__Data to process__.
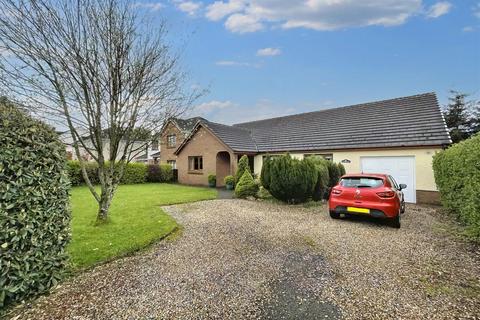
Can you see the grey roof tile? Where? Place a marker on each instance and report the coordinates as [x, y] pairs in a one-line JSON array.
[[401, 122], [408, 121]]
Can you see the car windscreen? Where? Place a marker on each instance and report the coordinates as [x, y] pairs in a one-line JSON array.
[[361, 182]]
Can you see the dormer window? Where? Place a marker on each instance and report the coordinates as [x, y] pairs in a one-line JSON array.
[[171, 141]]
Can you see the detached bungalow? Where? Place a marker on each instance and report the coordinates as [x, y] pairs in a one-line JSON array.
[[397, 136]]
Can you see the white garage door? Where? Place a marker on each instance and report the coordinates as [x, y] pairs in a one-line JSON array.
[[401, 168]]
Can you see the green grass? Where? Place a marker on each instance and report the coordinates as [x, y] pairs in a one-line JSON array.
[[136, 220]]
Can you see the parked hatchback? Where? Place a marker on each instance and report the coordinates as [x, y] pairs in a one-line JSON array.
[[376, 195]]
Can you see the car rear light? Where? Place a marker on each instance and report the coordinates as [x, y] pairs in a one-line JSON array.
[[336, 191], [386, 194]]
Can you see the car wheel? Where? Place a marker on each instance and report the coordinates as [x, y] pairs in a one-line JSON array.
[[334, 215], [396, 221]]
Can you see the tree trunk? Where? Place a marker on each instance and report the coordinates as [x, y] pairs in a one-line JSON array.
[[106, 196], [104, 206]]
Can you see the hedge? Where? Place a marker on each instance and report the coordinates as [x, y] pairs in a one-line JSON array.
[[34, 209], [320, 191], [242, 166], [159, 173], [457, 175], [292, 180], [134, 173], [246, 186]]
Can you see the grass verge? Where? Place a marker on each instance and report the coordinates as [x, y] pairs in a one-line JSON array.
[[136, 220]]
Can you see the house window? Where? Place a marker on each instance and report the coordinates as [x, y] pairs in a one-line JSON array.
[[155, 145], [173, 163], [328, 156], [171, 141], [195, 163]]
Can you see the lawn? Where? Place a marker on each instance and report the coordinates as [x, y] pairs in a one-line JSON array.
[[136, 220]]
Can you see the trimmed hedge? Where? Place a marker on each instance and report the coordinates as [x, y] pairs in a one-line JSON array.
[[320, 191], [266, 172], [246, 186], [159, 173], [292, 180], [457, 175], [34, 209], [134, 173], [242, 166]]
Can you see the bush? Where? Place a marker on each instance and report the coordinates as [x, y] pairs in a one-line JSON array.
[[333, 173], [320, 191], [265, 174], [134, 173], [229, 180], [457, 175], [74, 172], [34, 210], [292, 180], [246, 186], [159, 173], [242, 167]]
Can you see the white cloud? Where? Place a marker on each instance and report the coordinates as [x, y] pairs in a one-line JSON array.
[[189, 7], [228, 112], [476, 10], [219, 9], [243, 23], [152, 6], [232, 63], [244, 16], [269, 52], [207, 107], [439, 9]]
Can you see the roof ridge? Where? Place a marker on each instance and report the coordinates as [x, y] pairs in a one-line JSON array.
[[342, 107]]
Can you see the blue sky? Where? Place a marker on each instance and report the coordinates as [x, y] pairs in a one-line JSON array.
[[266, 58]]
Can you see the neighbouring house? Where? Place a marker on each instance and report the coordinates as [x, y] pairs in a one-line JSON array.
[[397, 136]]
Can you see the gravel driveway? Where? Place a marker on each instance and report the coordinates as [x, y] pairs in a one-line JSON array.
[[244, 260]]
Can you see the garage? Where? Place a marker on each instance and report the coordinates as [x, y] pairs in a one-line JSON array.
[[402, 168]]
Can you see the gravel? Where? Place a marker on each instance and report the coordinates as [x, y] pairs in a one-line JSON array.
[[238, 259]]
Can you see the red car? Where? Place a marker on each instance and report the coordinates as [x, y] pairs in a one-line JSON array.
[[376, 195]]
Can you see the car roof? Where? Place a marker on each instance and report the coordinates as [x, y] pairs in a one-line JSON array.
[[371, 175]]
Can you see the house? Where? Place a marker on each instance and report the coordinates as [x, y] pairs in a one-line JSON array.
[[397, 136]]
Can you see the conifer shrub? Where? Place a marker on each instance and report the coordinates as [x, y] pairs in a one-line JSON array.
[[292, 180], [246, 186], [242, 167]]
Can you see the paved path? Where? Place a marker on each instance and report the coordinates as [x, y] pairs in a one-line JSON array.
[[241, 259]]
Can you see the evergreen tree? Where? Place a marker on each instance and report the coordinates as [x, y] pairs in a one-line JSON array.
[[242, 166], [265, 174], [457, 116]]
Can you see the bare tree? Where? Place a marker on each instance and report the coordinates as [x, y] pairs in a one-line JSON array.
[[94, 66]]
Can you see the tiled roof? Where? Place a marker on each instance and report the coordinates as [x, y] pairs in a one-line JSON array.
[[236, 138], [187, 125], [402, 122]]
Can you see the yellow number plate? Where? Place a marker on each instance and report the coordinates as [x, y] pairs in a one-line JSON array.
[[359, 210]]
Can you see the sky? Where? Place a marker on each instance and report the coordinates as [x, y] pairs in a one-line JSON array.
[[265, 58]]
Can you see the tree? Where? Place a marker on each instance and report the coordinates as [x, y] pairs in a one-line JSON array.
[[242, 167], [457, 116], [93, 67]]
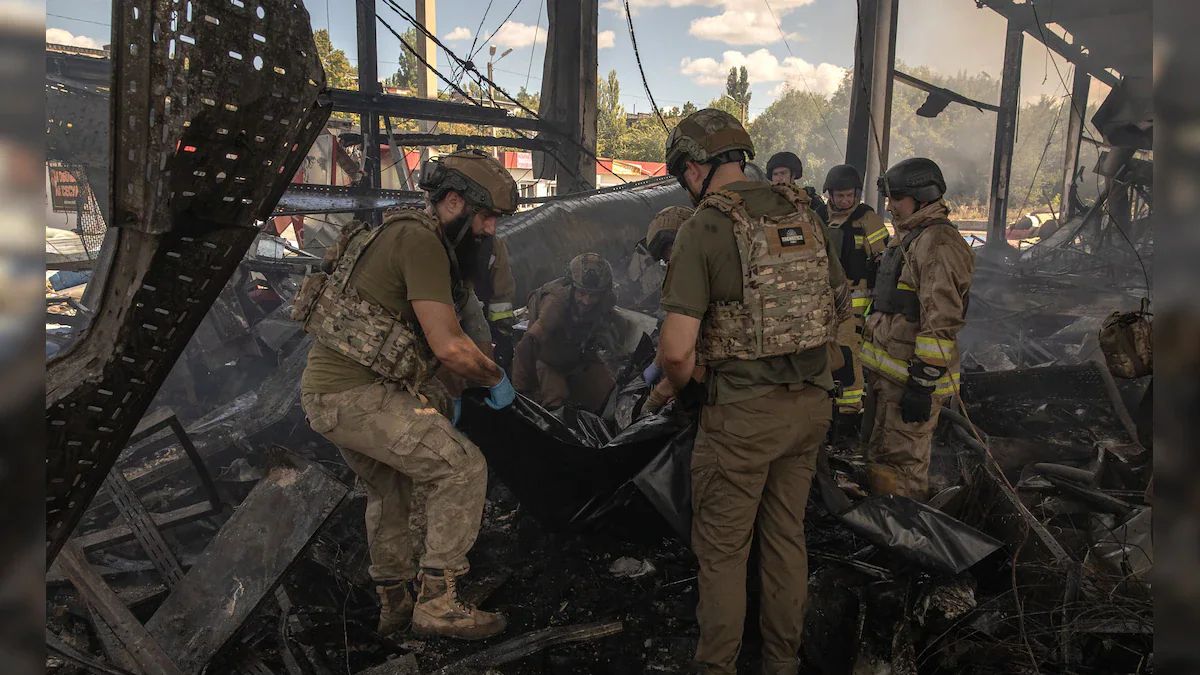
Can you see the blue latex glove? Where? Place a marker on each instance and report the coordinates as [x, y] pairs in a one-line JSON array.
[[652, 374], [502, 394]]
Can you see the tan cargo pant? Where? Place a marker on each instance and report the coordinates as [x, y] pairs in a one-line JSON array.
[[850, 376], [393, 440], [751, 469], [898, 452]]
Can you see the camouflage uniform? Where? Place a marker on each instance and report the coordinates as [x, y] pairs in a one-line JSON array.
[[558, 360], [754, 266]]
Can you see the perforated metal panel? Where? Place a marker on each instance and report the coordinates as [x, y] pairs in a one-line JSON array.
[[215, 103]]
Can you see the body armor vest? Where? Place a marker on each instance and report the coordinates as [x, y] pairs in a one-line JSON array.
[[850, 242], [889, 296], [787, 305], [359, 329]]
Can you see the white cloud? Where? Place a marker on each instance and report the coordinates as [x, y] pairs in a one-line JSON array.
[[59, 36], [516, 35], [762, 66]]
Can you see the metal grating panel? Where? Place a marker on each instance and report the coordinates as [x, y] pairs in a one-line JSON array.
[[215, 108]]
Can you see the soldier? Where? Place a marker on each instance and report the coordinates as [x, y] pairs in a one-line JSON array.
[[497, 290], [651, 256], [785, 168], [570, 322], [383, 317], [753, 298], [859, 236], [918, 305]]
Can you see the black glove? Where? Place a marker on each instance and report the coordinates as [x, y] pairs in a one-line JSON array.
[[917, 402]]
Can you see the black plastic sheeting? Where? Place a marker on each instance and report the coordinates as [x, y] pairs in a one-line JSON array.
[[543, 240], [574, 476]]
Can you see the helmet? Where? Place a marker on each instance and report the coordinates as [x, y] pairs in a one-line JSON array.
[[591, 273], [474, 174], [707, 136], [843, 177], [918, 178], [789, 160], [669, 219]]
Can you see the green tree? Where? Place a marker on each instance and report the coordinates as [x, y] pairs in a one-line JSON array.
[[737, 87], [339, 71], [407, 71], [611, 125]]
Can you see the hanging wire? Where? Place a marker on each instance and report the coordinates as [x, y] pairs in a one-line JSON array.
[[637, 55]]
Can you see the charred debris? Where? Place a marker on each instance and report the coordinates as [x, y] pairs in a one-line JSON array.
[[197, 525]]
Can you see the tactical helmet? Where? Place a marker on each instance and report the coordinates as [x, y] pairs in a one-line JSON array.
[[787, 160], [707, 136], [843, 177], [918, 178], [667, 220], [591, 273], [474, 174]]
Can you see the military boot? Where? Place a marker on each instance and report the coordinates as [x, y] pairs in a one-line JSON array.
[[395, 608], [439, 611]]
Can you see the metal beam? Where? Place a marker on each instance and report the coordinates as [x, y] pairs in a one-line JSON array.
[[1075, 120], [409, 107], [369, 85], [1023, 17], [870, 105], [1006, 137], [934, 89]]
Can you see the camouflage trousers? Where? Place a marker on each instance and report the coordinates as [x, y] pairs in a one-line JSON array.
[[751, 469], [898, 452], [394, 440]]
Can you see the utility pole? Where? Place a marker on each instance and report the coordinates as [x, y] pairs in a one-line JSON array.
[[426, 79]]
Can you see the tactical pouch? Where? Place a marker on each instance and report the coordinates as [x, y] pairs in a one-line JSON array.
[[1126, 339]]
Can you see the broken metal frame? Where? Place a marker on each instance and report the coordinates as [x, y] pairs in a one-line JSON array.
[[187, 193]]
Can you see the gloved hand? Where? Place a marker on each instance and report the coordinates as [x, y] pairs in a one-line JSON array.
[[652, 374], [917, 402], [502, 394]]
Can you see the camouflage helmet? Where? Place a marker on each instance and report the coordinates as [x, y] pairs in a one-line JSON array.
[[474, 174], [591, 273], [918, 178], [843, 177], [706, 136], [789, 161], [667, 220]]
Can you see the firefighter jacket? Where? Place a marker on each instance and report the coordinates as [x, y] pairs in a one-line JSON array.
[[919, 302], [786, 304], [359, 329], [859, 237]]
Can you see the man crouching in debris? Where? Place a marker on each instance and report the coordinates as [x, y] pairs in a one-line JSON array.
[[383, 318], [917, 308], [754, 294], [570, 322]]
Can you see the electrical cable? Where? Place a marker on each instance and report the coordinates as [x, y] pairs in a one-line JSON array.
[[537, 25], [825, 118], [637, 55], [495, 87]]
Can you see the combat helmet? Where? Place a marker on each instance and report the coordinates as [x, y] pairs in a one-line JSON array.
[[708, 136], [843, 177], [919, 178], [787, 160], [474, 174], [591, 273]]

__What needs to be done__.
Rewrite the part of the listing that opens with the line containing "Can you see the utility" and closes with the line containing "[[426, 79]]", changing "utility pole" to "telegraph pole" and leaving everything else as it is. Return only those lines.

__Exercise result__.
Can you see the telegraph pole? Where? Place a marker on each instance and report the coordinates as [x, y] pairs in a one-line JSON array.
[[426, 79]]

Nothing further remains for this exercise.